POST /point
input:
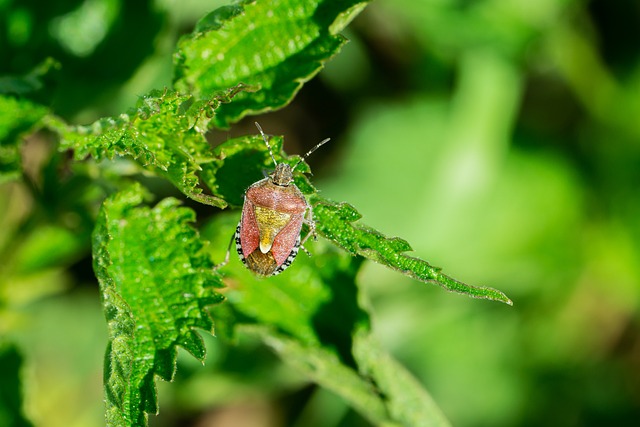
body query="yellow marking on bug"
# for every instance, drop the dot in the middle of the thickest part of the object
(270, 223)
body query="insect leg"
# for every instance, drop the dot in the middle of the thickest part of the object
(226, 257)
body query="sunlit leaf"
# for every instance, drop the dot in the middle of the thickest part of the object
(338, 223)
(165, 133)
(272, 45)
(156, 285)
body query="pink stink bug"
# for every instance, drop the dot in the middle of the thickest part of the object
(268, 235)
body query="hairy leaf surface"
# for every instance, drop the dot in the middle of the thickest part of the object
(272, 45)
(156, 285)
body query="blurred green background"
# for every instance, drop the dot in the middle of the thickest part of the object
(501, 138)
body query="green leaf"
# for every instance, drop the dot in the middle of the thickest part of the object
(165, 133)
(308, 315)
(407, 401)
(156, 285)
(272, 45)
(11, 414)
(17, 117)
(337, 222)
(323, 367)
(241, 161)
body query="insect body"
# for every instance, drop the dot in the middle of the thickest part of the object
(268, 235)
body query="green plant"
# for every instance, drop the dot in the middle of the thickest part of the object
(156, 273)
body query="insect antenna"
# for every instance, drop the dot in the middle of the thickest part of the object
(266, 141)
(318, 145)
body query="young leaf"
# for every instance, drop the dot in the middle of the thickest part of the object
(165, 132)
(156, 285)
(17, 117)
(337, 222)
(272, 45)
(11, 387)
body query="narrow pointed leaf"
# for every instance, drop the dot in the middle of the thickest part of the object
(272, 45)
(339, 223)
(407, 401)
(156, 285)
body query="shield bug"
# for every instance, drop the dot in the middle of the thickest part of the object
(268, 234)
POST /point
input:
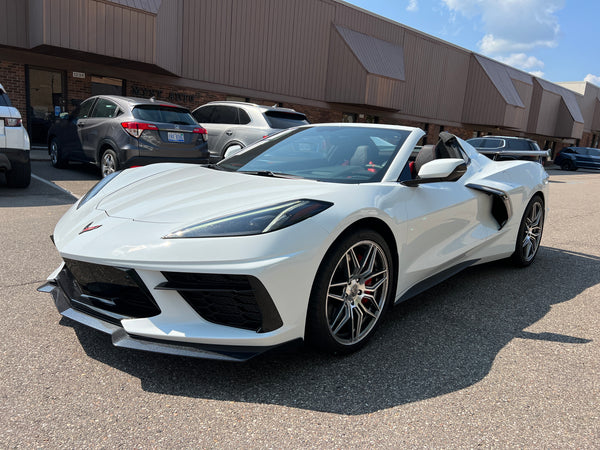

EXERCISE REQUIREMENTS: Return, in full, each line of the data above that contains the word "insect".

ANSWER TO THE EXERCISE:
body query="insect leg"
body query="insect body"
body query="insect antenna"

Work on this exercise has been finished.